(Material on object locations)
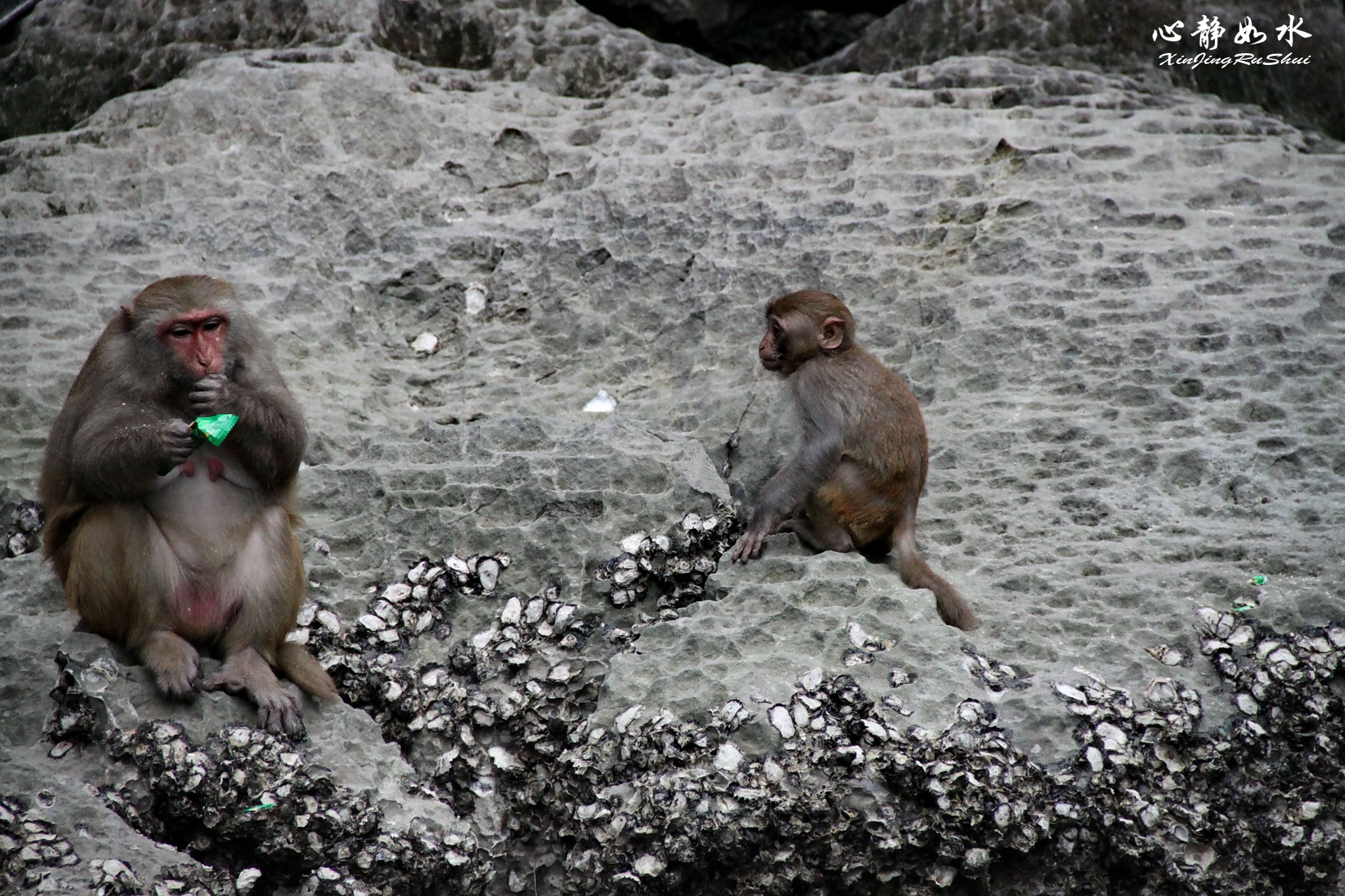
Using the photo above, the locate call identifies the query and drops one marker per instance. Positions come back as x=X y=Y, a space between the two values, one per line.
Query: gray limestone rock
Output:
x=1118 y=301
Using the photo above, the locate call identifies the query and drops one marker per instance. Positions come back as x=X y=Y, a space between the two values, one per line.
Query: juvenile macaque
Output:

> [Brief]:
Copy every line of the material above word for word, leaving out the pictures.

> [Final answer]:
Using the photo above, the locate call identifies the query and drops one marker per instance. Positions come back as x=X y=Y, a space between the two values, one per line.
Query: gray limestone rock
Output:
x=1118 y=301
Using the photo above, the locate call identifies the query and drops one marker per instance. Positions come back as x=X y=Y, a space between the two values, one per line.
Query: juvenile macaque
Output:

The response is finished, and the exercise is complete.